(A block of data)
= = =

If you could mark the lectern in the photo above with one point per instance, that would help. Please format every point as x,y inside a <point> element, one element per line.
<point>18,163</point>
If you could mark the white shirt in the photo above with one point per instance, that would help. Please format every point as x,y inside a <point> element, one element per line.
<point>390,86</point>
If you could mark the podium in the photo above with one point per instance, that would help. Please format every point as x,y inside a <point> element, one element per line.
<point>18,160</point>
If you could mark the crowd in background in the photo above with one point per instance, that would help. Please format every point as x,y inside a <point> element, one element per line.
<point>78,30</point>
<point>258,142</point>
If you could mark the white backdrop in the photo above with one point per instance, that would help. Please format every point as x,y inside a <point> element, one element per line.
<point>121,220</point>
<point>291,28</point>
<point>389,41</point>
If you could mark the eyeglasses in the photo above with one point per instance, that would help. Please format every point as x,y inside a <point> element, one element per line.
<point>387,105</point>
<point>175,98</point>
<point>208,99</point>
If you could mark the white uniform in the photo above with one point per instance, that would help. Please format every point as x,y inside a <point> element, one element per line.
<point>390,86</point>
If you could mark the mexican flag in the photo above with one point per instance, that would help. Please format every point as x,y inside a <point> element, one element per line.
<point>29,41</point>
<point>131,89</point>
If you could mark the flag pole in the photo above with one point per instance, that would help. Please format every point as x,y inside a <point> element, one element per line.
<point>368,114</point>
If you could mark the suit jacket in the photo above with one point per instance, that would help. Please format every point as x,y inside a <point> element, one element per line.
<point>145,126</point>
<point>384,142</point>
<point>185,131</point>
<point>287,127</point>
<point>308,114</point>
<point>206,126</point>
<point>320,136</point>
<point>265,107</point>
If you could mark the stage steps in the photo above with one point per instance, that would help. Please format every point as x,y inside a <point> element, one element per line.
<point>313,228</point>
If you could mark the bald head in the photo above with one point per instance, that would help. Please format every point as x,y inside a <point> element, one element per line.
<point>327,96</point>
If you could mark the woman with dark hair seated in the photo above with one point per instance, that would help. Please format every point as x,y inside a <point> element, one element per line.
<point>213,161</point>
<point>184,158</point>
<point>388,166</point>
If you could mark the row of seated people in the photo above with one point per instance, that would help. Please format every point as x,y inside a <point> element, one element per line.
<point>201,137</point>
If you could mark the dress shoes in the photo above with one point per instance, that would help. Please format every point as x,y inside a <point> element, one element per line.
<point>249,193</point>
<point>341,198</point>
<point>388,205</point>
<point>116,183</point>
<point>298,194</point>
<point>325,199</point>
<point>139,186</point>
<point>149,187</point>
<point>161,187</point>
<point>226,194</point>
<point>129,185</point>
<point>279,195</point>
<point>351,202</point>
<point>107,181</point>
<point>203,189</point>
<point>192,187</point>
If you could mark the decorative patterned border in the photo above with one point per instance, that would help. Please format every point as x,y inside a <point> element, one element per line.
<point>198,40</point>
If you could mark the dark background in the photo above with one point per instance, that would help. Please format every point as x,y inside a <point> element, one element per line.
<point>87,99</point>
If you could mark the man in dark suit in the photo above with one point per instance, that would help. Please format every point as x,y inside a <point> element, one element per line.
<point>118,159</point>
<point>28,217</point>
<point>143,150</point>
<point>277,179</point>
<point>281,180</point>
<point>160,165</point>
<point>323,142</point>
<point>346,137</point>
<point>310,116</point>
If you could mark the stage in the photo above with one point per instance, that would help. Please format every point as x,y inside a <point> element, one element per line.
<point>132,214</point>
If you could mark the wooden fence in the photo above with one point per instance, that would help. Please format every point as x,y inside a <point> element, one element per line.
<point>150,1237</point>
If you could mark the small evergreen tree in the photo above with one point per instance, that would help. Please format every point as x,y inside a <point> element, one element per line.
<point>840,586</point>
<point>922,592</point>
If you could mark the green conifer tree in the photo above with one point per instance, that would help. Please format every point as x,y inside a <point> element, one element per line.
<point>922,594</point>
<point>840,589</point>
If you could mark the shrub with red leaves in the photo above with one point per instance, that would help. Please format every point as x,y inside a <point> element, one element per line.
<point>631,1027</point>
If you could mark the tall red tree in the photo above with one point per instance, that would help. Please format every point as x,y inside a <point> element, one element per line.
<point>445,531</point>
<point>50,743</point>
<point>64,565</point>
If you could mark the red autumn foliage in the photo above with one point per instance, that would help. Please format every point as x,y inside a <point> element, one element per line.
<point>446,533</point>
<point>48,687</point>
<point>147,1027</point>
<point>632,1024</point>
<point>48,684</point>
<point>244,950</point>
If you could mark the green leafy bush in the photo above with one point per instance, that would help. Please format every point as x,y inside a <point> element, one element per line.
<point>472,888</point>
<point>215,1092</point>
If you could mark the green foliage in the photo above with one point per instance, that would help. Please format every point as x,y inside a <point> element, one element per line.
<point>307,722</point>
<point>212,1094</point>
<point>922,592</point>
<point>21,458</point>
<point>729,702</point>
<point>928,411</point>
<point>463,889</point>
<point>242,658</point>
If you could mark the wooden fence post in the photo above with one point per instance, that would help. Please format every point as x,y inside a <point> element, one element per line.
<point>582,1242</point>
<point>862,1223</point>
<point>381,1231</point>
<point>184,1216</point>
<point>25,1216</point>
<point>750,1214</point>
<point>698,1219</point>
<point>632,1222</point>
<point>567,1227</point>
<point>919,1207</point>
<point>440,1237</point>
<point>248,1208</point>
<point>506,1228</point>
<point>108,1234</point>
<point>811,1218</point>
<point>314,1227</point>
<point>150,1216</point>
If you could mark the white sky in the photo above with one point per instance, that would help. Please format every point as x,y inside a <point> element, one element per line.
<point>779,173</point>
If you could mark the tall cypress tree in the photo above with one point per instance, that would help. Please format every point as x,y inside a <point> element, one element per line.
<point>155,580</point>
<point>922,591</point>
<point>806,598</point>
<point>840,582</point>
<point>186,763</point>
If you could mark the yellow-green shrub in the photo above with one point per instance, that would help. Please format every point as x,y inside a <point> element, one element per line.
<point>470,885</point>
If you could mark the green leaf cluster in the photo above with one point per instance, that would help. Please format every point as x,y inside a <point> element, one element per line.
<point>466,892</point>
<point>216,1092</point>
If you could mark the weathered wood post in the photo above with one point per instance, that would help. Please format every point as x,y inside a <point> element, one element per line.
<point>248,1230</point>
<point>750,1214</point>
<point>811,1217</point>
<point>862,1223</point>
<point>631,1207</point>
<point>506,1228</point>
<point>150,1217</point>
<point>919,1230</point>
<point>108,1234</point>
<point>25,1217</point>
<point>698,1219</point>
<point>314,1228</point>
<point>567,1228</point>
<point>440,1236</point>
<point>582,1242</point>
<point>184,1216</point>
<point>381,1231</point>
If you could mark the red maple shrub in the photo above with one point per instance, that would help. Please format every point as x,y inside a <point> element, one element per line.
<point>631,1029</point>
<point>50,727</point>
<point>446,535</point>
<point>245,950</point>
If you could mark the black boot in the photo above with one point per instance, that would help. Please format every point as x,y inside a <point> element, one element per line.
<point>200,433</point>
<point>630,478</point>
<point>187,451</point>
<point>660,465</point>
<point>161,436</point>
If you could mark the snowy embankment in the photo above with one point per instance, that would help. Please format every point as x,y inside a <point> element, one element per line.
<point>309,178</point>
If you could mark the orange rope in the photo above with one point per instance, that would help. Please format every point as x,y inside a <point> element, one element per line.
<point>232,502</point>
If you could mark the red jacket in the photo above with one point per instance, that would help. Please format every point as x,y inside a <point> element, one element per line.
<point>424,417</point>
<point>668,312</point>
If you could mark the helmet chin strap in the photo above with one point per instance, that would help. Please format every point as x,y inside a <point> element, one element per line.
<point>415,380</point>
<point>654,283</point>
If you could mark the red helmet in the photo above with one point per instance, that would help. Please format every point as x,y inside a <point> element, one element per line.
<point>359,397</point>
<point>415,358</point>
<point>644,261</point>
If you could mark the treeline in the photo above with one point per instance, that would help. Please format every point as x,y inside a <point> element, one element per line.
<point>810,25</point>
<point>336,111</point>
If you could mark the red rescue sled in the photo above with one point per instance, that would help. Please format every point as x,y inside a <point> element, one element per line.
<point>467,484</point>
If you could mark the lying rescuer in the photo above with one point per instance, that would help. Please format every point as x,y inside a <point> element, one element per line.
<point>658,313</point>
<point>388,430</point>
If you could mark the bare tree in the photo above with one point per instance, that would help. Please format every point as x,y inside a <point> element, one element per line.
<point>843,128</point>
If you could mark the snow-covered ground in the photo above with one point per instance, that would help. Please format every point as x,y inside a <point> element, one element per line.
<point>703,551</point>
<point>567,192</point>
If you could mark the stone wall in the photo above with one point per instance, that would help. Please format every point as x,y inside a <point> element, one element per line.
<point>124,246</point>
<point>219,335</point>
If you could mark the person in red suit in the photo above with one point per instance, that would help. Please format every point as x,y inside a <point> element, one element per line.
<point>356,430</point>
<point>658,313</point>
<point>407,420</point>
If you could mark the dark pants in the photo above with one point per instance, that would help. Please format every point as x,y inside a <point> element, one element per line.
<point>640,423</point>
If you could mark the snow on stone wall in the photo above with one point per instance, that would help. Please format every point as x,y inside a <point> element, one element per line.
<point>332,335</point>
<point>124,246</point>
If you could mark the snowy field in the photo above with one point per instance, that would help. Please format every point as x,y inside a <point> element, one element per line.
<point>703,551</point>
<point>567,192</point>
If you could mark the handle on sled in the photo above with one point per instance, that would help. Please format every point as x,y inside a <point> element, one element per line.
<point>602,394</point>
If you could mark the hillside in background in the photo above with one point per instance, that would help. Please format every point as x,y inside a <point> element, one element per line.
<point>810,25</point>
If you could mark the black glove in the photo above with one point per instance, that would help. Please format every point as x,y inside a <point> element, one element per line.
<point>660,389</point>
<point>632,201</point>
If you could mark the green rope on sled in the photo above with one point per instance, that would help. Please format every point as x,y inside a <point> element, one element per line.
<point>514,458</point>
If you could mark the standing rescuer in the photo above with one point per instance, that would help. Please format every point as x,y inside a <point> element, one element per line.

= = =

> **WHAT IS EXPECTED**
Lay out the records as a Markdown table with the columns Row and Record line, one numbered row per line and no blank lines. Cover only the span from the line with "If you could mark the lying" up to and including the line with "<point>388,430</point>".

> **TASK OUTPUT**
| Row | Record line |
|---|---|
| 1 | If you could mark the lying rescuer in the photo above with one point per instance, that would help. Please format every point as x,y inside a <point> element, one element per line. |
| 2 | <point>658,313</point> |
| 3 | <point>388,430</point> |